--- start DATASET EXTRACT ---

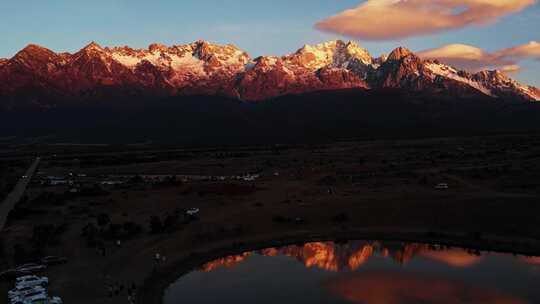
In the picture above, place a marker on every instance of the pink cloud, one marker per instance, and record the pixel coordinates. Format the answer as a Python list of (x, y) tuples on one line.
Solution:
[(470, 58), (393, 19)]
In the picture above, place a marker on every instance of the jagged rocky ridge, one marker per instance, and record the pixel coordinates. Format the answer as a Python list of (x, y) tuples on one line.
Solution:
[(37, 74)]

--- end DATASET EXTRACT ---

**TO BE DONE**
Put every line of the records above into a JSON list of strings, one string per line, leaving out blank lines and the pictures.

**THE COMPLETED TASK**
[
  "In the picture above, place a marker on every instance of the pink cloud, one marker per instance, and record the pixel coordinates. Format the answer as a Python list of (x, y) tuples on one line.",
  "Solution:",
  "[(470, 58), (393, 19)]",
  "In the picture above, place a marker on every instance of the jagged rocky ridge, one marker per instance, and record the pixel coordinates. Format the answer as a Python list of (x, y) tuples on one line.",
  "Solution:",
  "[(37, 74)]"
]